Je partage en partie cette analyse : il s'agit d'un problème interne. Les chiffres que vous citez sont exacts, la consommation est constante. Malheureusement, l'importation de viande augmente, ce qui crée des déséquilibres et des effets de concurrence tirent les prix vers le bas, même si, depuis quelques années, ils tendent à remonter – tant mieux.
Il est vrai qu'il faut s'interroger sur la structuration de la filière – il faut parfois avoir l'honnêteté de regarder à l'intérieur. Nous l'avons dit pendant la crise et nous le disons en défendant les contrats d'avenir agricole : chacun devra prendre ses responsabilités et accepter de se remettre en cause. Il y a des choses à faire concernant la filière. Chacun doit prendre clairement position.

CONSIGNE -
Répondez à ces questions à partir du document source :
(a) Comment le document source décrit-il la consommation ?
(b) Quel phénomène augmente, d'après le premier paragraphe ?
(c) Qu'est-ce que chacun devra faire, selon le deuxième paragraphe ?
Les entrées ci-après proviennent d'une autre source que le document source.

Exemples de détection
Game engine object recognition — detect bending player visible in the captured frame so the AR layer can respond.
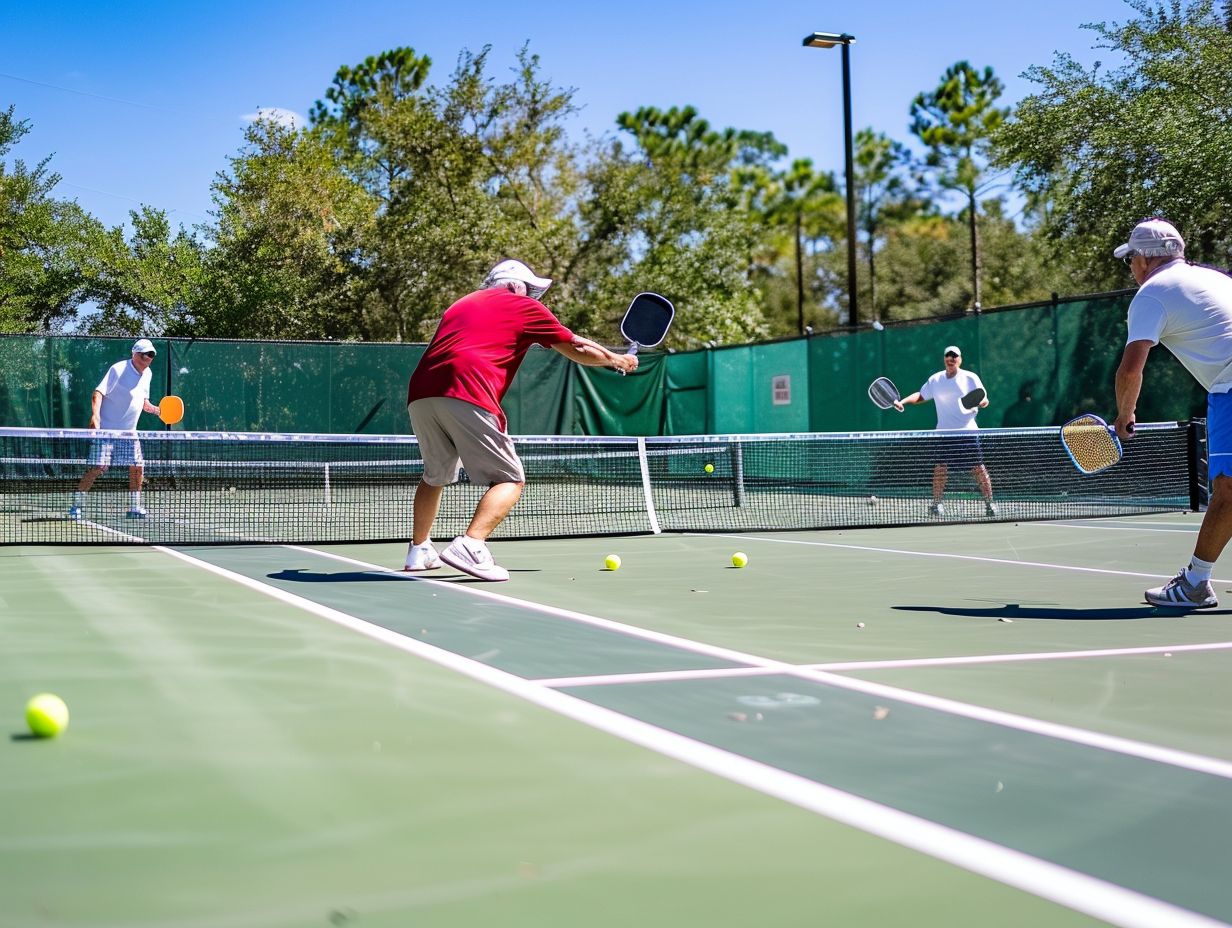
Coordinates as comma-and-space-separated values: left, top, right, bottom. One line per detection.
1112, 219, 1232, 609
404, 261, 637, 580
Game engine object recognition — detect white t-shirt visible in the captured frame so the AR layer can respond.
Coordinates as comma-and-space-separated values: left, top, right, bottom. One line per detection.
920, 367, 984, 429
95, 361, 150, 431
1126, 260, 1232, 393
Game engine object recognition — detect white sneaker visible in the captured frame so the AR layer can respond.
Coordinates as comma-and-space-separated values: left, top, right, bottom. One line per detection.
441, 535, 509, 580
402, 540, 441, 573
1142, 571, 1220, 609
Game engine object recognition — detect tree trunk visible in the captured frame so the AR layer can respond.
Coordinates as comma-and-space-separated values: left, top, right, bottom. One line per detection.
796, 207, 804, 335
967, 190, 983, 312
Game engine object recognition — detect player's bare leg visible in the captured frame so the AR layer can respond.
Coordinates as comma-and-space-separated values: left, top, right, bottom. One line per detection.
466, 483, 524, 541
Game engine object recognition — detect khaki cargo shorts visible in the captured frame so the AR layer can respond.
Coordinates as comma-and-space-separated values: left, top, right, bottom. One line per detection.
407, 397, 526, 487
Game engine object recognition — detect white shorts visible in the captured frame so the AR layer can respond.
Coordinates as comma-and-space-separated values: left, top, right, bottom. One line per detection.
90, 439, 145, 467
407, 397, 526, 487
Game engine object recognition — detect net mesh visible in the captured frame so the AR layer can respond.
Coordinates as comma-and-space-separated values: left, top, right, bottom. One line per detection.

RÉPONSE -
(a) Elle est constante.
(b) L'importation de viande.
(c) Prendre ses responsabilités et accepter de se remettre en cause.